* [수행할 과제]
1. Matching Network 코드 리뷰 글에서 NShotTaskSampler의 __init__ 메서드가 self 말고 받는 매개변수 이름을 전부 나열하세요.
2. Matching Network 코드 리뷰 글의 코드가 끊긴 부분에 이어질 내용을 작성하세요.

* [본문 발췌]
──────────────────────────────
(code review) Matching Network

1. Task Sampler

(1) 랜덤하게/고정되게 task를 샘플하기
- ex) class A vs class D를 비교하는 task
(2) 해당 task에 사용되는(=task의 class label을 가지는) 데이터셋 불러오기
- ex) class A & class D에 해당하는 데이터셋
(3) 불러온 두 데이터셋을 둘로 나눔
- (a) Support Set ( ex. A1,A5,A9,…D1,D2,D6,.. )
- (b) Query Set ( ex. A2,A3,A4,…,D3,D4,D5… )
(4) 두 데이터셋에서 각각 n_shot개, num_Q개만큼을 샘플
- (a 일부) Support Set 일부 ( ex. A1,A5,A13,A15 & D1,D6,D10,D11 )
- (b 일부) Query Set 일부 ( ex. A3,A4 & D2,D7 )
(5) (a 일부)+(b 일부) 합쳐서 return

class NShotTaskSampler(Sampler):
    def __init__(self,dataset,episodes_per_epoch,
                 n_shot,k_way,num_Q,num_tasks= 1,
                 fixed_tasks: List[Iterable[int]] = None):
        super(NShotTaskSampler, self).__init__(dataset)
        self.episodes_per_epoch = episodes_per_epoch
        self.dataset = dataset
        self.num_tasks = num_tasks
        self.k_way = k_way
        self.n_shot = n_shot
        self.num_Q = num_Q
        self.fixed_tasks = fixed_tasks
        self.task_idx = 0

    def __len__(self):
        return self.episodes_per_epoch

    def __iter__(self):
        # (1) unique한 class명
        class_names=self.dataset.df['class_id'].unique()
        
        # (2) 1번의 epsiode 동안
        for _ in range(self.episodes_per_epoch):
            id_batches = []
            for task in range(self.num_tasks):
                ## case 1) 랜덤 task의 class id(이름)들
                if self.fixed_tasks is None:
                    episode_classes = np.random.choice(class_names,self.k, replace=False)
                ## case 2) 정해진 task의 class id(이름)들
                else:
                    episode_classes = self.fixed_tasks[self.task_idx % len(self.fixed_tasks)]
                    self.task_idx += 1
				## df = 해당 class id들을 가진 dataset
                df = self.dataset.df[self.dataset.df['class_id'].isin(episode_classes)]
                support_k = {k: None for k in episode_classes}
                
                #-----------------------------------------------------------#
                # class_k1 : S (support) -> 이 중 "n_shot개"만을 sample할 것 
                # class_k2 : Q (query) -> 이 중 "num_Q개"만을 sample할 것
                # class_k1, class_k2 모두 "같은 class들", but 서로 다른 데이터
                #-----------------------------------------------------------#
                ### (1) S에서 batch 샘플하기
                ### 해당 batch에는 n_shot개 만큼의 데이터 
                for k in episode_classes:
                    class_k1 = df[df['class_id'] == k]
                    support = class_k1.sample(self.n_shot)
──────────────────────────────
* [제공 데이터]
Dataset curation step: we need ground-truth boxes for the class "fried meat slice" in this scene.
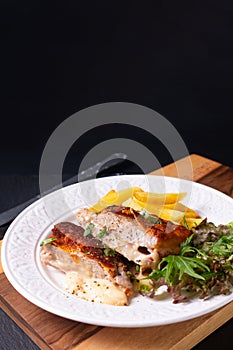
──────────────────────────────
* [과제 답안]
1. dataset, episodes_per_epoch, n_shot, k_way, num_Q, num_tasks, fixed_tasks

2.
                    support_k[k] = support
                    for i, s in support.iterrows():
                        id_batches.append(s['id'])
                        
                ### (2) Q에서 batch 샘플하기
                ### 해당 batch에는 num_Q개 만큼의 데이터 
                for k in episode_classes:
                    class_k2=df[(df['class_id'] == k) & (~df['id'].isin(support_k[k]['id']))]
                    query = class_k2.sample(self.num_Q)
                    for i, q in query.iterrows():
                        id_batches.append(q['id'])
            yield np.stack(id_batches)

2. Sub modules

(1) Flatten

3d의 input image를 1차원으로 flatten 시키는 함수

class Flatten(nn.Module):
    def forward(self, input):
        return input.view(input.size(0), -1)

(2) Conv Block

“Convolution layer & Batch Normalization & ReLU & Max Pooling”의 과정을 거치는 함수

def conv_block(in_,out_):
    return nn.Sequential(
        nn.Conv2d(in_, out_, 3, padding=1),
        nn.BatchNorm2d(out_),
        nn.ReLU(),
        nn.MaxPool2d(kernel_size=2, stride=2)
    )

(3) get_few_shot_encoder

def get_few_shot_encoder(num_input_channels=1):
    return nn.Sequential(
        conv_block(num_input_channels, 64),
        conv_block(64, 64),
        conv_block(64, 64),
        conv_block(64, 64),
        Flatten(),
    )

3. Models

보다 복잡한 “full context embedding” 상황 하에서

(1) Embedding function of \(S\) : \(g\)

class BidrectionalLSTM(nn.Module):
    def __init__(self, input_dim, num_layers):
        super(BidrectionalLSTM, self).__init__()
        self.num_layers = num_layers
        self.batch_size = 1
        self.lstm = nn.LSTM(input_size=input_dim,
                            num_layers=num_layers,
                            hidden_size=input_dim,
                            bidirectional=True)

    def forward(self, S):
        output,(h, c) = self.lstm(S, None)
        # (1) LEFT
        output_forw = output[:, :, :self.lstm.hidden_size]
        # (2) RIGHT
        output_back = output[:, :, self.lstm.hidden_size:]
        # [FINAL] LEFT + RIGHT + main
        output_concat = output_forw + output_back + S
        return output_concat, h, c

(2) Embedding function of \(Q\) : \(f\)

class AttentionLSTM(nn.Module):
    def __init__(self,input_dim, unrolling_steps):
        super(AttentionLSTM, self).__init__()
        self.unrolling_steps = unrolling_steps
        self.lstm_cell = nn.LSTMCell(input_size=input_dim,
                                     hidden_size=input_dim)

    def forward(self, S, Q):
        batch_size = Q.shape[0] # Q의 개수 (= num_Q)
        embedding_dim = Q.shape[1] # Q의 차원
        h = torch.zeros_like(Q).cuda().double() # (num_Q x 1)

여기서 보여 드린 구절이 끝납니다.